WHAT YOU ARE ASKED TO DO:
From the first line to the last, write out the material exactly.

_ _ _

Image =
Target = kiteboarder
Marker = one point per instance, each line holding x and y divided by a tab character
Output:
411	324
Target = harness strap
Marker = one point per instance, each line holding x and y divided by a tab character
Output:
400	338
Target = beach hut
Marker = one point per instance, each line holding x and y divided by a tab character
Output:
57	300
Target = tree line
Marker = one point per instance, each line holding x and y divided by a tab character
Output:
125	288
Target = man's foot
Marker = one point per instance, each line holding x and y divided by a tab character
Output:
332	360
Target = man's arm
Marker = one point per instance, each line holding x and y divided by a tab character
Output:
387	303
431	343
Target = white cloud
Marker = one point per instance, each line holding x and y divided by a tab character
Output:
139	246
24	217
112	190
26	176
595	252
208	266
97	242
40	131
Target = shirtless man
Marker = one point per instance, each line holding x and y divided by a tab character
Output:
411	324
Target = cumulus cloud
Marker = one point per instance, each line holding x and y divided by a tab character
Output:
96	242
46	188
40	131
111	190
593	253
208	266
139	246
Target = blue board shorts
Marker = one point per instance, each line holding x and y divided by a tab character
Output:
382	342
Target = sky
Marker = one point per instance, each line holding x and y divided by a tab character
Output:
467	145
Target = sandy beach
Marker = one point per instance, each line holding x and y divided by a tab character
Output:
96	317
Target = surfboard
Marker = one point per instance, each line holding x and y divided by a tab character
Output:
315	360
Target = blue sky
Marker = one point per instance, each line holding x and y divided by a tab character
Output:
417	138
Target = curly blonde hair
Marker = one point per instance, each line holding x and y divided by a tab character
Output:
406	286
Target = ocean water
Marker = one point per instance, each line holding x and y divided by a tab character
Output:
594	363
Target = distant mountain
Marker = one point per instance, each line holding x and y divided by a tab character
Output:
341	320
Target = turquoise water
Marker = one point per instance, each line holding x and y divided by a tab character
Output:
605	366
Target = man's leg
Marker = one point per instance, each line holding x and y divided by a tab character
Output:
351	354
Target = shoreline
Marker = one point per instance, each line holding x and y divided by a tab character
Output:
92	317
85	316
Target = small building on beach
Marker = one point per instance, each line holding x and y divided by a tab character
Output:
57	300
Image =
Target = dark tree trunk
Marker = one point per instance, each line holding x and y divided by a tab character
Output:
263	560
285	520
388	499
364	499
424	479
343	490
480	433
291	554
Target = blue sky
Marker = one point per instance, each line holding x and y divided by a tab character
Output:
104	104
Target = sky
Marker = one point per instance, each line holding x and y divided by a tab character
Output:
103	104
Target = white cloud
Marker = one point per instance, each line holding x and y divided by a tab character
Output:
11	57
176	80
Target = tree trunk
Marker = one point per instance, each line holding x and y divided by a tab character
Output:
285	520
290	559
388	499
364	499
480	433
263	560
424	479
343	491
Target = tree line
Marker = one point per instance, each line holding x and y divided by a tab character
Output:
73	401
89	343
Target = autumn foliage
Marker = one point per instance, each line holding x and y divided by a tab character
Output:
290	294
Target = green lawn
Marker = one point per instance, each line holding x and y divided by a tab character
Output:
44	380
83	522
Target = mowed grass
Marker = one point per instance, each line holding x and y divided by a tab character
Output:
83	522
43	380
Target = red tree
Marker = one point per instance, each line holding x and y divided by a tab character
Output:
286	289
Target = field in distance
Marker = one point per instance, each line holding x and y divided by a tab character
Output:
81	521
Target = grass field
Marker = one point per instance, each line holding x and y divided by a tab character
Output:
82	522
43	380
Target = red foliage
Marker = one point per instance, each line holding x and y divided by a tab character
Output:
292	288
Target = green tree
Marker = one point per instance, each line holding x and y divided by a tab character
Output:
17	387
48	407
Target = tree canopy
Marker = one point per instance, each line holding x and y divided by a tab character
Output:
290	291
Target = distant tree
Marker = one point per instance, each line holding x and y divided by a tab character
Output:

_ _ _

ANSWER AREA:
Image =
Target = kiteboarder
Marker = one point per instance, each line holding x and y divided by a tab character
Output:
411	324
Target = harness strap
Marker = one point per instance, each line holding x and y divided by a tab character
Output:
400	338
Target = beach hut
Marker = one point per instance, each line holding x and y divided by a tab character
Output:
57	300
Target = tree line
Marker = one point per instance, each line holding x and y divided by a tab character
Output:
125	288
Target = man's foot
Marker = one point per instance, each line holding x and y divided by a tab character
Output:
332	360
Target = man's arm
Marker = one point per instance, each line holding x and y divided by a tab character
Output:
387	303
431	343
Target = white cloud
Marker = one point per instance, each line holding x and y divided by a tab character
Output:
139	246
24	217
112	190
26	176
595	252
208	266
97	242
40	131
Target = shirtless man
Marker = one point per instance, each line holding x and y divided by a tab character
Output:
411	324
Target = cumulus cloud
Marker = one point per instance, each line holding x and y divided by a tab character
Output:
96	242
46	188
40	131
111	190
593	253
208	266
139	246
Target = blue board shorts
Marker = one point per instance, each line holding x and y divided by a tab character
Output:
382	342
Target = sky
Marker = one point per instance, each line holding x and y divided by a tab character
Output:
467	145
Target = sandy beach
Marker = one point per instance, each line holding x and y divided by a tab character
Output:
96	317
Target = surfboard
Marker = one point per instance, each line holding x and y divided by a tab character
Output:
315	360
Target = blue sky
Marker = one point per instance, each line holding x and y divided by a tab character
Output:
417	138
Target = curly blonde hair
Marker = one point per instance, each line holding x and y divided by a tab character
Output:
406	286
Target = ocean water
Marker = one point per instance, each line holding x and y divided by a tab character
Output:
594	363
Target = distant mountain
Marker = one point per instance, each line holding x and y divided by a tab character
Output:
341	320
Target = turquoise water
Marker = one point per instance, each line holding x and y divided by a tab character
Output:
605	366
Target = man's leg
Marker = one point per instance, each line holding x and y divided by a tab character
Output:
351	354
Target = shoreline
Marker = one point per instance, each line holding x and y divided by a tab character
Output:
92	317
85	316
Target = small building on beach
Marker = one point per instance, each line holding x and y divided by a tab character
Output:
57	300
Image =
Target = dark tree trunk
Marker = one point per instance, each line holding x and y divided by a tab character
Output:
263	560
285	520
388	499
364	499
424	479
343	490
480	433
291	554
Target = blue sky
Marker = one point per instance, each line holding x and y divided by a tab character
Output:
104	104
Target = sky
Marker = one point per instance, each line holding x and y divided by a tab character
Output:
103	104
Target = white cloud
Marker = one point per instance, each line holding x and y divided by a tab character
Output:
11	57
176	80
Target = tree trunk
Marker = one point per instance, each line holding x and y divided by a tab character
Output:
285	520
290	559
388	499
364	499
480	433
263	560
424	479
343	491
Target = tree line
Marker = one point per instance, each line holding x and y divided by a tab character
Output:
73	401
89	343
Target = autumn foliage
Marker = one point per instance, each line holding x and y divided by a tab character
Output:
290	294
Target = green lawn
Marker = one point per instance, each line holding x and y divided by a tab character
Output:
44	380
83	522
Target = mowed grass
Marker = one point per instance, each line holding x and y divided by a tab character
Output:
83	522
43	380
Target = red tree
Marker = one point per instance, each line holding x and y divided by a tab character
Output:
286	289
Target = field in distance
Marker = one point per instance, each line holding x and y divided by a tab character
Output:
81	521
Target = grass field
Marker = one point per instance, each line holding x and y divided by a tab character
Output:
82	522
43	380
Target = red foliage
Marker = one point per instance, each line holding x and y divided by a tab character
Output:
292	288
Target = green tree
Marker = one point per instance, each line holding x and y divided by a tab character
Output:
17	387
48	407
Target = tree canopy
Marker = one point per instance, each line holding x and y divided by a tab character
Output:
290	291
Target = distant tree
Marker = one point per instance, each line holding x and y divided by a tab character
Output:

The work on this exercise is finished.